> Text under study
-------

Since being released, Lynn has found stable employment at a Marriott and has taken strides toward entrepreneurship as a licensed physical trainer. Now Lynn is newly married and living with her husband Chris, who is also both a formerly incarcerated person and a veteran.

Brandon Tauszik


Gary Vong, incarcerated for 18 years and released in 2018

“I was born in Vietnam, I don’t remember much,” said Phuoc Vong, who goes by Gary. When Gary arrived in the US at 12 years old, he quickly found that overcoming the language barrier was no easy task. “School was fun, I met people like myself who just came to the United States — we had something in common,” Gary said. As a teen living in San José, California, in the 1980s, he searched for community and found it in gangs.

Gary received a manslaughter charge for the stabbing of a teenage rival gang member, as well as an additional gang enhancement charge, and was sentenced to 28 years in state prison.

He eventually developed a fruitful connection with the Asian Prisoner Support Committee, a group he still works with to this day. “I was released on Feb. 28, 2018,” Gary said. While he was on his way out of San Quentin’s gates, an officer told him that immigration might pick him up. He became a “stranded deportee.” His birth country of Vietnam won’t recognize his citizenship, and America won’t grant him a green card as a felon. He’s in permanent limbo.

Without citizenship or a green card, Gary is having a hard time finding stable employment. He’s been working at a homeless shelter, juggling odd jobs in the gig economy, and living with someone he met through mutual friends.

The most recent months have brought about significant changes: Gary’s father died, and Gary got married.

Since being released, he’s also become a member of the 19th Avenue Baptist Church in San Francisco. Gary met the church’s pastor, Tom Pham, while in San Quentin.

Brandon Tauszik

Robin Marlow, incarcerated for 38 years and released in 2018

Robin was born in Los Angeles County’s San Fernando Valley. Her father’s untimely death left Robin and the rest of the family in a tailspin. Robin, the oldest child, was soon caring for her siblings as well as her mother, who had lupus and alcoholism.

-------

> Items listed in a dataset
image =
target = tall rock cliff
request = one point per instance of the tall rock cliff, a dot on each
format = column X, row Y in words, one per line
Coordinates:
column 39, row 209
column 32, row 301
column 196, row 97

-------

> Questions
[1] Answer these questions from the profiles of formerly incarcerated people.
(a) Where does Lynn work?
(b) How old was Gary when he arrived in the US?
(c) Where was Robin born?
[2] Resume the profiles of formerly incarcerated people from the point where they stop.

> Replies
[1]
(a) At a Marriott.
(b) 12 years old.
(c) In Los Angeles County's San Fernando Valley.

[2]
At age 17, Robin got pregnant with her first daughter. When she told her mother, she was kicked out of the house, only to return under her mother’s strict stipulation that Robin and the child’s father get married. The union was rough and lasted four years. The end of the relationship led to a messy custody battle which Robin lost. Her lawyer advised her to get a job, an apartment, and stability, but warned that Robin still might not get her kids back. That’s when she reached a breaking point. Robin was looking to kill herself when she grabbed a knife from the kitchen, stuck it in her underwear, and said goodnight to the older woman she was caring for.

Brandon Tauszik

But as Robin passed the woman’s bed, she says, she envisioned the sleeping woman as her husband. “I went into a rage and I wound up stabbing her 40 times,” Robin said. “Screaming, ‘Give me back my baby!’”

The judge refused to give Robin a sanity hearing, and she was sentenced to 25 years to life without the possibility of parole. She was 21 years old.

Robin was paroled 38 years later, in 2017. She got a ride from her parole agent to West Care, the transitional housing facility she’d call home for the next six months.

Robin had the $200 people receive from the state when they leave prison, plus another $40 that her former cellmate Nancy had sent her. She stopped in a 7-Eleven and bought a bag of chips. “I remember when I handed the cashier my credit card, and she told me how much it was,” Robin said, explaining that her jaw dropped in shock at the price tag. As Robin struggled with the transaction, the cashier asked, “Well, how does it feel being out of prison?” Robin said, “I was so embarrassed that he could tell. I just wanted to crawl underneath the rocks somewhere.”